• [Work request 1]:
Decide whether each statement below agrees with the interview text about SWEET TOOTH. Answer yes or no for (a), (b), and (c), quoting the deciding words from that text.
(a) The composer got access to documents through work with someone at Southampton University.
(b) The movement and choreography were developed without a collaborator.
(c) The piece references sea shanties.
• [Work request 2]: Carry on the interview text about SWEET TOOTH from its last sentence, keeping the speaker's voice.

• [Exercise text]:
The genesis of the work came from looking at the binding relationship between the UK/ Europe and the Caribbean (with a focus on Jamaica, as that’s my heritage) through sugar, the human cost towards its production, and the UK’s wealth generated from slavery. As a musician, I decided to approach the work through sounds: the sound of machinery, the way human beings were reduced to being part of the mechanism of plantations, sounds of the perpetual fear which maintained it, and paranoia of those who feared rebellion, inevitable revolts, and change. Working with Dr. Christer Petley (Southampton University), I was given access to documents that completely opened up musical possibilities for further exploration.
Jason Yarde, Elaine Mitchener, and Sylvia Hallett in SWEET TOOTH–Photo by Brian Roberts
What sounds, movements, and other creative elements have you chosen as a vehicle for this work and its message?
SWEET TOOTH is sonically immersive and experimental in its improvisatory approaches, referencing Kumani singing and sea shanties. It is an intense experience for the players and observers. It tackles a dark period of human history, so there’s no pissing about or pussyfooted approaches. The brutally of the regime and the physical/mental torture are not shied away from, and these are examined through movement and choreography (working with my collaborator, Dam Van Huynh). It’s uncomfortable viewing, but there’s also a celebration of resilience, defiance, and pride because out of these atrocities, incredible cultures were borne.

• [Data under study]:
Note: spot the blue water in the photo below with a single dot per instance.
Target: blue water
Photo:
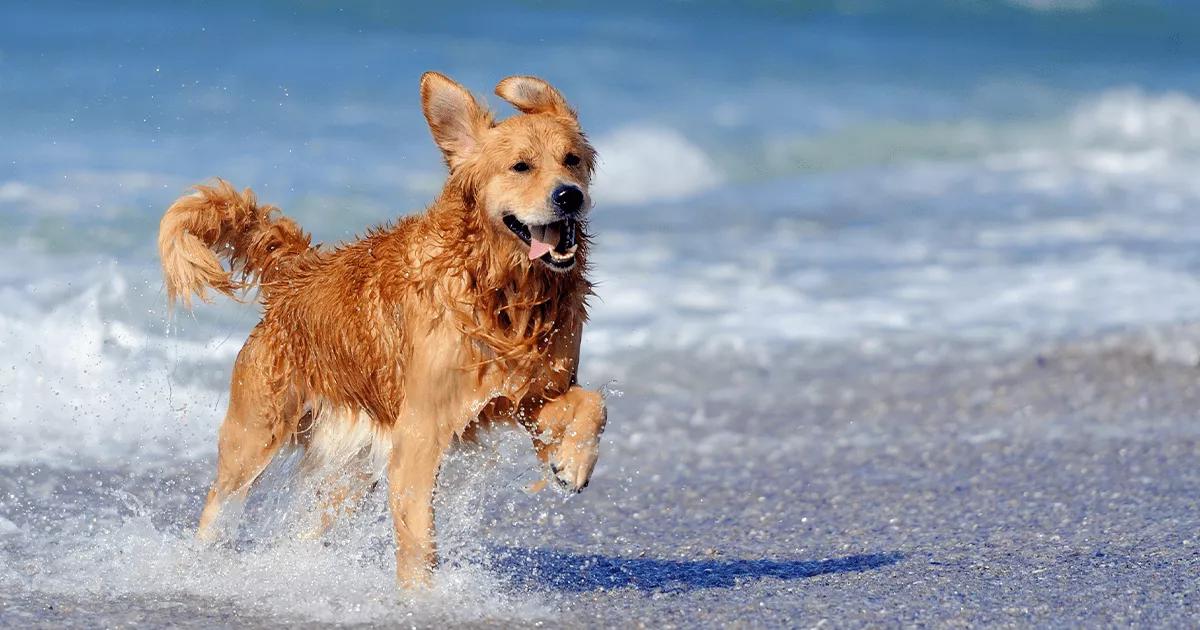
(809, 180)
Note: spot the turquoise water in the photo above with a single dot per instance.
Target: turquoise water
(807, 183)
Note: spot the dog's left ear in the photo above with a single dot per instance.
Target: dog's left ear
(455, 118)
(532, 95)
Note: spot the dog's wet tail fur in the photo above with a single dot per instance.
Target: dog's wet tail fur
(259, 244)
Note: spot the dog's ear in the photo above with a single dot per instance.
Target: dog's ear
(532, 95)
(455, 117)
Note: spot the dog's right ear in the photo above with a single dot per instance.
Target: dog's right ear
(455, 117)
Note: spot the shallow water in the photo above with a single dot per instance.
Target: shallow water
(891, 312)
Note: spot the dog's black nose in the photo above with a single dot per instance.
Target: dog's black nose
(568, 199)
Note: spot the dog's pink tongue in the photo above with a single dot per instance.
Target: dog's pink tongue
(538, 249)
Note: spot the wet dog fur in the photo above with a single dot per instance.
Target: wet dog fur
(379, 354)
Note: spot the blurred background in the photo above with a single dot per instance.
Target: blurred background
(822, 228)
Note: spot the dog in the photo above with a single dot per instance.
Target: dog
(382, 353)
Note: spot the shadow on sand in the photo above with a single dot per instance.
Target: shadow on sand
(577, 573)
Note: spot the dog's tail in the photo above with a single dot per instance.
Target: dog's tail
(217, 220)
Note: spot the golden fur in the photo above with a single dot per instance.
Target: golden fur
(414, 335)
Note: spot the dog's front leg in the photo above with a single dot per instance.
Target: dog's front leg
(567, 435)
(412, 474)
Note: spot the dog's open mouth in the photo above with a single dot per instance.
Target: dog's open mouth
(553, 244)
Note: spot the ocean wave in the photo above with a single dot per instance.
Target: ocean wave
(645, 163)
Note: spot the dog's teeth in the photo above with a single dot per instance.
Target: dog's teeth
(538, 233)
(552, 234)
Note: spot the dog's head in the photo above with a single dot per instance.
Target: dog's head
(528, 174)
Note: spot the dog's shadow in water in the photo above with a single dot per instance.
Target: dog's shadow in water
(580, 573)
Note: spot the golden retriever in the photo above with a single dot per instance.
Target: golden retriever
(381, 353)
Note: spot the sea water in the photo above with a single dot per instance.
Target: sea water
(798, 189)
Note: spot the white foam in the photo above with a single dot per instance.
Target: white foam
(1132, 118)
(643, 163)
(79, 387)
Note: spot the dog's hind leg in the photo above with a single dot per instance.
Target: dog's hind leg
(412, 474)
(259, 421)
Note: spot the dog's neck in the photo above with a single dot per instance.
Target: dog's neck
(517, 306)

• [Task output 1]:
(a) Yes: "Working with Dr. Christer Petley (Southampton University), I was given access to documents"
(b) No: "working with my collaborator, Dam Van Huynh"
(c) Yes: "referencing Kumani singing and sea shanties"

• [Task output 2]:
How is having access to an experimental music platform such as Borealis beneficial in presenting challenging work that defies typical genre categorization?
Prior to programming the work at Borealis, SWEET TOOTH was commissioned by The Bluecoat (Liverpool), the Stuart Hall Foundation, the International Slavery Museum, and the Museum of London with support from the John Hansard Gallery, and St. George’s, Bloomsbury. These are not musical institutions, so I think that speaks for itself. Music festivals are generally risk averse, and I wasn’t going to wait for one to support the idea, which is why I’m pleased (for the project and for those who initially supported it) that Borealis is the first music festival to present SWEET TOOTH. Hopefully others will have more courage.
To be fair, Aldeburgh Music (now Snape Maltings) lent their support by providing a week of research and development, which was incredibly helpful, but I knew it wasn’t an Aldeburgh Festival work. I should also add that BBC Radio 3 took a punt and broadcast the performance–which I wasn’t expecting. Again, it came down to producers who didn’t just talk, but actually supported it happening. I realise it wasn’t a given.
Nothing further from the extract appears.